Is it really that important to distinguish which empathic set of paws is supporting the other? Maybe. Maybe not. Either way, Bravo and Daisy know that they have each other, no matter what the tide may bring. That, in itself, is just as much a comfort for the doggos as it is for their human.

There’s much to learn from our four legged friends— beings that possess the undeniable courage to do the right thing, allowing their actions to ‘speak’ louder than their … bark.


Judge under the photograph, “Love On the Beach,” by local fine arts photographer, Peter Mendelson.

I happened to get up from the banquette during a Zoom doctoral class- needed a little pistachio snack, sustenance for all this writing.

Between the time it took to grab a few pistachios and my return, Judge wiggled under the table and positioned himself in perfect proximity- he patiently awaited my return.

My stealthy, determined friend, (who by the way, was trying all night to accomplish this very feat captured in this post), achieved his goal.

Who says, “No dogs on the banquette?” Well, I did.

Until, I didn’t.

I rely on Judge. I want and need him around. What’s to say that Judge doesn’t feel the same wants and needs sometimes? Actions speak louder than words, and for that very reason, Judge can hop-on-up, any time.

**Required work**
1) Name every dog mentioned by name in the dog passage.
2) Answer each question from the dog passage, one line per answer:
(a) What is the title of the photograph that Judge sits under?
(b) Why did the writer get up from the banquette during the Zoom class?
(c) Who made the photograph?
3) Write the next part of the dog passage, picking up after its final sentence.
None of the work here requires the data.

Natural-language object grounding data
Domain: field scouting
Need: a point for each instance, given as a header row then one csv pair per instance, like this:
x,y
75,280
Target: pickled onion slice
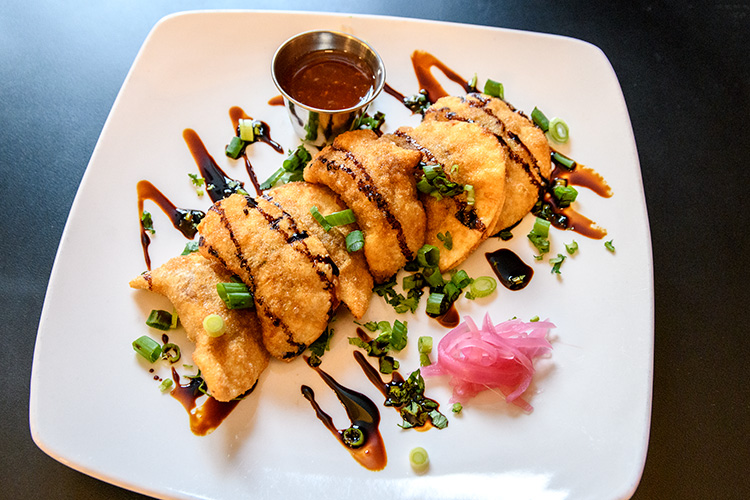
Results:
x,y
497,356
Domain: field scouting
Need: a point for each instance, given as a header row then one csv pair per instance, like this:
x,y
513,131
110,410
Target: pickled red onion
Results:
x,y
492,357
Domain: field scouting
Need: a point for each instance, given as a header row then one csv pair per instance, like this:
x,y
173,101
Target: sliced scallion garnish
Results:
x,y
341,218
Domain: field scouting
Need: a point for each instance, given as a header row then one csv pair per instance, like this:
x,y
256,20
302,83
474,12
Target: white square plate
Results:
x,y
96,408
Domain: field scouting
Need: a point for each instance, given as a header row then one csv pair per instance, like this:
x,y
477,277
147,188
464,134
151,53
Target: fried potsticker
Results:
x,y
289,271
375,178
230,364
528,168
355,281
470,156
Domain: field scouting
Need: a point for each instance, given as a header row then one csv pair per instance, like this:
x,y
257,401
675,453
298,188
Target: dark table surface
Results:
x,y
684,69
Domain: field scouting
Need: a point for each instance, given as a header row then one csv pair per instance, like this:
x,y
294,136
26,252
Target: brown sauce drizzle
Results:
x,y
236,114
363,415
367,187
512,272
423,63
184,220
205,418
218,184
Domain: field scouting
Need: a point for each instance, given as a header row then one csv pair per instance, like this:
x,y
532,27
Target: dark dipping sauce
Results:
x,y
512,272
364,416
205,418
329,80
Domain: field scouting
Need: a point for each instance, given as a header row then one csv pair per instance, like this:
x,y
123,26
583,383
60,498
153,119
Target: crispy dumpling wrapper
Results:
x,y
291,275
375,178
528,168
230,364
355,281
470,155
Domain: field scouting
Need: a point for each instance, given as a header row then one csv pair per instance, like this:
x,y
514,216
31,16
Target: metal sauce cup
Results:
x,y
319,126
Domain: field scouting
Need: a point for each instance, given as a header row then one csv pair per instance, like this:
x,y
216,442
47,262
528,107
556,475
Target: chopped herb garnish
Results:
x,y
572,247
373,123
539,234
235,295
556,263
494,89
417,103
355,241
147,347
539,119
147,222
159,319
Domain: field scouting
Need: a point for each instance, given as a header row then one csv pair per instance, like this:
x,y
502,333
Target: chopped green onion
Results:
x,y
247,129
563,161
147,222
556,263
235,295
494,89
483,286
559,131
341,218
355,241
214,325
424,345
540,119
320,218
469,194
434,303
147,347
159,319
353,437
234,148
428,256
171,352
419,460
447,240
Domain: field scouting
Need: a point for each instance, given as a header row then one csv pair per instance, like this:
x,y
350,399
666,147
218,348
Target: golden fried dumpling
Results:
x,y
469,156
355,281
230,364
289,271
529,166
375,178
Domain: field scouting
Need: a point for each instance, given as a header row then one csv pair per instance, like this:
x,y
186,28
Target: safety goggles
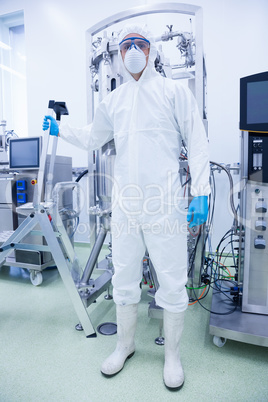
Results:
x,y
128,43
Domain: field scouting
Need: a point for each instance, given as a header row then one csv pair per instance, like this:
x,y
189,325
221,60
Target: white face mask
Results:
x,y
135,60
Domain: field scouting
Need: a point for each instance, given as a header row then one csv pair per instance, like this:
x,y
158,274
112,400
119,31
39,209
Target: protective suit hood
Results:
x,y
143,31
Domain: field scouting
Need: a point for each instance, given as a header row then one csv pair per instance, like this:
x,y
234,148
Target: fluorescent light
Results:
x,y
4,46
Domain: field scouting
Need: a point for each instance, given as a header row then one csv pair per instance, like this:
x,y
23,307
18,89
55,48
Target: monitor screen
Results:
x,y
254,103
24,153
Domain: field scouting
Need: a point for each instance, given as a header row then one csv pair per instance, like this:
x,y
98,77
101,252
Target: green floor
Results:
x,y
43,357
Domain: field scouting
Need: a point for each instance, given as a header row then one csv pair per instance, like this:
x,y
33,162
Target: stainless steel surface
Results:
x,y
255,283
238,326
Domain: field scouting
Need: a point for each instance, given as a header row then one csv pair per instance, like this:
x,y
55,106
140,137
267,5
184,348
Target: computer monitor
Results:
x,y
24,153
254,103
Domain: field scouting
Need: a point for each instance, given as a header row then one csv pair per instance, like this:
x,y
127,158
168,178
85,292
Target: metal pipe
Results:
x,y
93,256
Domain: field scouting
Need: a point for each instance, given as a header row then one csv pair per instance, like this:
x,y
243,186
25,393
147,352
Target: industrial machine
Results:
x,y
247,322
18,180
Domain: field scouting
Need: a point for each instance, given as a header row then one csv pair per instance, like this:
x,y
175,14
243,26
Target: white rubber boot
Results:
x,y
125,347
173,372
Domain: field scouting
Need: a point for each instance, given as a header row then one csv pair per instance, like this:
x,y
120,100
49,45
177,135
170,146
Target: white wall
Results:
x,y
235,44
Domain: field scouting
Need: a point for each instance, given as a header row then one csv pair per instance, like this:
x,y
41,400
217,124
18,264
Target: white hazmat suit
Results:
x,y
148,118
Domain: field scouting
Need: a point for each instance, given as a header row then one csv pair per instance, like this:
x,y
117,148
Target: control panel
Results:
x,y
258,157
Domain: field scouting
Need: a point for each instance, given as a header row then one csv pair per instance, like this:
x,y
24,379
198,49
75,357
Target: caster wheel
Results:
x,y
218,341
36,278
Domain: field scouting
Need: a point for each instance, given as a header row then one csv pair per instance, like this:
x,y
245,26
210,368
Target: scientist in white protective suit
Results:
x,y
148,116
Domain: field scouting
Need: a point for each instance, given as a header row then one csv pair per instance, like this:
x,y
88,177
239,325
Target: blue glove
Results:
x,y
198,211
54,128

**Answers in order**
1) Bravo, Daisy, Judge

2)
(a) "Love On the Beach"
(b) To get a little pistachio snack.
(c) Peter Mendelson, a local fine arts photographer.

3)
And yes, this goes for Daisy too. She just had better things to do, like thrust a clean pair of socks, rolled tight, up in the air and catch it about 100 times. Needless to say, those socks went back into the wash.

The Canine Compass

A chilly Sunday evening brings me to think of warmer days.

Yes, I’m grateful for the faint summer breeze that lingers in my memory. I’m equally grateful for the night’s crisp, fall air, and for the love I receive, no matter the season, from the beautiful being that is Judge.

Judge’s love realigned my trajectory, pointed me in the very direction that I started out on when surprised with my very first puppy. I was 4 years old when this furry-best friend entered my life. From that day forward, there’s always been a dog, or two, or three, by my side.

As I reflect, it comes as no surprise to learn that the comedic legend, Gilda Radner, once said, “I think dogs are the most amazing creatures. They give unconditional love. For me they are the role model for being alive.”

From age 4, to this very moment, dogs have taught me how to love, to help, to be silly, to make mistakes, to listen, to comfort… how to be fierce in the name of justice, to stand in stoic support of the weary, to do what’s right…

Ah, there were never more truer words stated than those of Gilda Radner. Forever grateful that I, too, can attest to the validity of Radner’s perspective, all because of the unconditional love I received from my canine companions of yesterday, and from the unconditional love I continue to receive from my canine compass of today.

Variations on ‘Brad’- Pop Art Meets Human-Animal Relationships

Pop Art, meet Human-Animal Relationships.

Variations on ‘Brad’ © J. Maricevic, 2021

Let’s be honest, dogs know everything. Whether we verbally tell them our thoughts, or they feel our energy, or the energy of a situation; dogs know.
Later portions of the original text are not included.